• AIM
Set down the line that contains "tree in the photo above." and every line after it to the end of the entries, exactly as they stand and nothing more.
# # #
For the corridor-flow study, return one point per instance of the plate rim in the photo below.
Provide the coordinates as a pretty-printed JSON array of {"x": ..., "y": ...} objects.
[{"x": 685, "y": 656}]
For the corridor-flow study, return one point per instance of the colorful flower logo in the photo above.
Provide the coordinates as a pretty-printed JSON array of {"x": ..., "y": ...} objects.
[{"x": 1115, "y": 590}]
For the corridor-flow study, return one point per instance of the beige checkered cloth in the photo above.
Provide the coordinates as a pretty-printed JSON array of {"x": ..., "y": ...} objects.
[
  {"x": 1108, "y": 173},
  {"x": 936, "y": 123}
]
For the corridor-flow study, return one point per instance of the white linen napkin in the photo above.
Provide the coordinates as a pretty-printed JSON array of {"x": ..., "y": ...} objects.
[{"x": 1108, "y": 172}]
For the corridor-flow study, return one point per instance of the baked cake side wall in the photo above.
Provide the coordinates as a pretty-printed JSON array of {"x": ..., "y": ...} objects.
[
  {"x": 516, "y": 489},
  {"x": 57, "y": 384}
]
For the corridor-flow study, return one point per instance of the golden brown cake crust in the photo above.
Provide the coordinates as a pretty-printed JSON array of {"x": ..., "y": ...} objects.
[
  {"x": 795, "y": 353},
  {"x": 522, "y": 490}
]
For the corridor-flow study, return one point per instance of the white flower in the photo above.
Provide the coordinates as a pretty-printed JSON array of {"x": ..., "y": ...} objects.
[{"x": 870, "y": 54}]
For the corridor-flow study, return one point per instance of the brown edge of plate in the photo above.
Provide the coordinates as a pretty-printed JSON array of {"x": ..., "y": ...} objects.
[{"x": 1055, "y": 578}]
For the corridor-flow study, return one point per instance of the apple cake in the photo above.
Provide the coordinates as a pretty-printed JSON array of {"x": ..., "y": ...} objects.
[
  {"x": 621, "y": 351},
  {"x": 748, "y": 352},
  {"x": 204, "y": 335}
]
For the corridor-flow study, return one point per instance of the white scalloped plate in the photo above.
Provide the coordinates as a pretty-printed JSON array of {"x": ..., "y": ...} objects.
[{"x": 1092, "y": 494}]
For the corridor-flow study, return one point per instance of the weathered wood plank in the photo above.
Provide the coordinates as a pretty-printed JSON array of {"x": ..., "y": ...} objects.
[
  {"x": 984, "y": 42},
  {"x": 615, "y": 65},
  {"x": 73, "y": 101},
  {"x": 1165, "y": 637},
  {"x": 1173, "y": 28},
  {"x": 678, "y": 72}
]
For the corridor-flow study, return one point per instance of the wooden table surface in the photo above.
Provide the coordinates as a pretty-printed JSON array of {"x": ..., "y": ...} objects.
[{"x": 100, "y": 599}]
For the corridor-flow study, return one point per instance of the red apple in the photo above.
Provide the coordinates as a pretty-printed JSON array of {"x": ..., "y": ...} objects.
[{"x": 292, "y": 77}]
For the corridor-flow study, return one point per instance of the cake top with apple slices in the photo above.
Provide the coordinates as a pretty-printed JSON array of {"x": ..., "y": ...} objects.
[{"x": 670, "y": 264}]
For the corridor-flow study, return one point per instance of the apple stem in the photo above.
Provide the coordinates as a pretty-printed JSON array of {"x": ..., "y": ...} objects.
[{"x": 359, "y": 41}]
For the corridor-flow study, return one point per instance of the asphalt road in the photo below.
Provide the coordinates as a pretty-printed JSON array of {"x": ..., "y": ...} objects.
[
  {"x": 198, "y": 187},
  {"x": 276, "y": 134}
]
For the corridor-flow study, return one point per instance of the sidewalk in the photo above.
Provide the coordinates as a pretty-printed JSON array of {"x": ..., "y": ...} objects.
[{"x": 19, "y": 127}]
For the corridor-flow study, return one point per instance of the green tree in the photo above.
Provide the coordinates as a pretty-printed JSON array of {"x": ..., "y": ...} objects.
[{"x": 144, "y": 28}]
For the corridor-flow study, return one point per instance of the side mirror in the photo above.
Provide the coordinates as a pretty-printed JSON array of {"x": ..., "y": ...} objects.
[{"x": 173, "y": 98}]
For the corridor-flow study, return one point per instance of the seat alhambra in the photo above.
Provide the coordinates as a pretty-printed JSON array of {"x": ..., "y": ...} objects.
# # #
• ANSWER
For the corridor-flow study, return one point per instance of the green tree in the photo above.
Provide the coordinates as a pretty-printed JSON array of {"x": ..., "y": ...} objects.
[{"x": 144, "y": 28}]
For the corridor-flow study, return one point per instance of the side mirror in the photo above.
Provide the coordinates as a pretty-printed JSON array of {"x": ..., "y": ...} objects.
[{"x": 173, "y": 98}]
For the corridor-flow study, return one point per instance of the seat alhambra in the photo above.
Provide the coordinates as a pretty-printed JSON array of {"x": ..., "y": ...} objects.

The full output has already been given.